◆ **Problem**
Rewrite the records from the line that contains "Segment tripod stand" through the end of the records, keeping the requests unchanged. Shift every coordinate in the answers by -142.

Saved entries
━━━━━━━━━━━━━━━━━━━━━━━━━━━━━━
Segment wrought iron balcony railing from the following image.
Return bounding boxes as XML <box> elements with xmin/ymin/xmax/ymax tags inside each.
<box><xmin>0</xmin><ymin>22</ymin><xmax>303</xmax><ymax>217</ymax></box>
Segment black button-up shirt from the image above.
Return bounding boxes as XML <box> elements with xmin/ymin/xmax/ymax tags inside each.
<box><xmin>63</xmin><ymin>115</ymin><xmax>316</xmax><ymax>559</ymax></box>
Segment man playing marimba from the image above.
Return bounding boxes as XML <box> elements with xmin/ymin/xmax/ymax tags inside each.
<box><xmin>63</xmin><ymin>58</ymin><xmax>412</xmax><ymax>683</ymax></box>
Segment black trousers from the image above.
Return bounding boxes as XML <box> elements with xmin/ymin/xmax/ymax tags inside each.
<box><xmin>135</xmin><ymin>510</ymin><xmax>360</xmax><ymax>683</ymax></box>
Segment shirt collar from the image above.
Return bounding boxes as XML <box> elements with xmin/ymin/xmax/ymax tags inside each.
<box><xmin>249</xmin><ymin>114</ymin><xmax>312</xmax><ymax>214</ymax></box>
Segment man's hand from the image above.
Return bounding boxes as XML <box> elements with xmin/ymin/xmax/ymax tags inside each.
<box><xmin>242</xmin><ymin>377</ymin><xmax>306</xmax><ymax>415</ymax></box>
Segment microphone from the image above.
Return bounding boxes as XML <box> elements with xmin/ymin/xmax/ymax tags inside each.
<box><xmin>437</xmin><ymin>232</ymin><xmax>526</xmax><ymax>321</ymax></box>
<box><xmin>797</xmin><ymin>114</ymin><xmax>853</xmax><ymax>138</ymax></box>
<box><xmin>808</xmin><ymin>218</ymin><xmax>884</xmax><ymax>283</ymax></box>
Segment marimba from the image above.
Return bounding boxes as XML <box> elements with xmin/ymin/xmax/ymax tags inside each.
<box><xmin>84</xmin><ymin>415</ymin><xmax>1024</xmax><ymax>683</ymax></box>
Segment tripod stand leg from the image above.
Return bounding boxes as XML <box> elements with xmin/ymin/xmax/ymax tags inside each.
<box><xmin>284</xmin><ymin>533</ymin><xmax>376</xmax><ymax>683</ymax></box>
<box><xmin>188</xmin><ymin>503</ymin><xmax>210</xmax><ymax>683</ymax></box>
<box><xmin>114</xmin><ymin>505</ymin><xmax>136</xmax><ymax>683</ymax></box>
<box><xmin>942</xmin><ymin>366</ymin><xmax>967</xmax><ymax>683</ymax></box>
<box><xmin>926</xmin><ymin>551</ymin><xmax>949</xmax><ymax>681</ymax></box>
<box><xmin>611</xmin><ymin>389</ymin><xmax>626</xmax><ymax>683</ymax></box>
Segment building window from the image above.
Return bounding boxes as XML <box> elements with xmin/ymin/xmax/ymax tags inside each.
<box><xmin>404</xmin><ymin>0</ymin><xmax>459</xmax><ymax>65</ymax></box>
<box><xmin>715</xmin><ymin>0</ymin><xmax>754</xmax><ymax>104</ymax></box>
━━━━━━━━━━━━━━━━━━━━━━━━━━━━━━
◆ **Answer in full**
Segment tripod stand leg from the image above.
Return bounding boxes as XML <box> elements with xmin/ymin/xmax/ymax tags inside each.
<box><xmin>142</xmin><ymin>391</ymin><xmax>234</xmax><ymax>541</ymax></box>
<box><xmin>46</xmin><ymin>361</ymin><xmax>68</xmax><ymax>541</ymax></box>
<box><xmin>-28</xmin><ymin>363</ymin><xmax>-6</xmax><ymax>541</ymax></box>
<box><xmin>800</xmin><ymin>224</ymin><xmax>825</xmax><ymax>541</ymax></box>
<box><xmin>784</xmin><ymin>409</ymin><xmax>807</xmax><ymax>539</ymax></box>
<box><xmin>469</xmin><ymin>247</ymin><xmax>484</xmax><ymax>541</ymax></box>
Segment building window from the image above.
Return bounding boxes as XML <box> elements with xmin/ymin/xmax/ymax tags inside each.
<box><xmin>262</xmin><ymin>-142</ymin><xmax>317</xmax><ymax>-77</ymax></box>
<box><xmin>573</xmin><ymin>-142</ymin><xmax>612</xmax><ymax>-38</ymax></box>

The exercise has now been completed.